DATA PROVIDED -

•••••

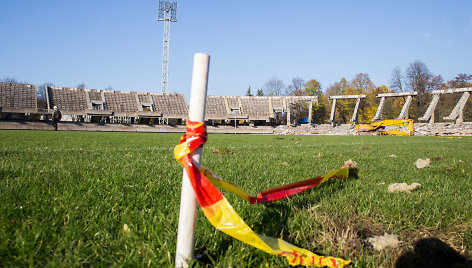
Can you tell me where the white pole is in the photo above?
[175,53,210,268]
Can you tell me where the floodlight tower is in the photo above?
[157,1,177,93]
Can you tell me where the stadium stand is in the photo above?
[0,82,38,114]
[45,86,188,123]
[205,95,318,122]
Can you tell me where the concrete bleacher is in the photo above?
[205,95,318,122]
[0,82,38,113]
[45,86,188,119]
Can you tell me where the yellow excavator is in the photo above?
[355,119,415,136]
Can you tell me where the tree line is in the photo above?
[246,61,472,124]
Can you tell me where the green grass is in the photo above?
[0,131,472,267]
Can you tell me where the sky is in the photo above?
[0,0,472,100]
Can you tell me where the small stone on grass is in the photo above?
[415,158,431,169]
[388,182,421,194]
[365,233,402,251]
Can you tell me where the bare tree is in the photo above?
[264,77,285,96]
[406,61,443,117]
[285,76,305,96]
[390,67,404,92]
[406,61,433,94]
[351,73,375,93]
[1,77,20,84]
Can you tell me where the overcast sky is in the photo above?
[0,0,472,98]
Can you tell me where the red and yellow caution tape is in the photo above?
[174,120,351,268]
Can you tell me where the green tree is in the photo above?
[285,76,305,96]
[303,79,323,99]
[257,88,264,96]
[246,86,252,96]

•••••

GIVEN REQUEST -
Copy the data above word for word, leaving out the pictures.

COMPLETED EXERCISE -
Can you tell me where the white pole is in the photo above?
[175,53,210,268]
Can you tell me where the floodlight tower is in the photo above?
[157,1,177,93]
Can you tell me where the stadium stand is in the photo above?
[0,82,38,114]
[45,86,188,123]
[205,95,318,122]
Can you tell me where the concrete bleacher is in the photo above?
[205,95,318,122]
[0,82,38,113]
[45,86,188,119]
Can you tell me where the yellow excavator is in the photo above?
[355,119,415,136]
Can you tell me where the tree line is in the photo above?
[246,61,472,124]
Can you tell me where the green grass is in the photo above?
[0,131,472,267]
Can you tell me where the sky is in the photo above?
[0,0,472,100]
Can you tell me where the small stone on grass is in the photo above?
[415,158,431,169]
[388,182,421,194]
[365,233,402,251]
Can you tell me where the bare tree is in the photo above?
[264,77,285,96]
[406,61,443,117]
[285,76,305,96]
[390,67,404,92]
[406,61,433,94]
[351,73,375,93]
[1,77,20,84]
Can you tell me where the overcast sky is in the photo above?
[0,0,472,98]
Can you tell me where the red and yellow caution tape is in the photo above?
[174,120,351,268]
Can you tell me where the green tree is in the photo above?
[285,76,305,96]
[303,79,323,99]
[257,88,264,96]
[246,86,252,96]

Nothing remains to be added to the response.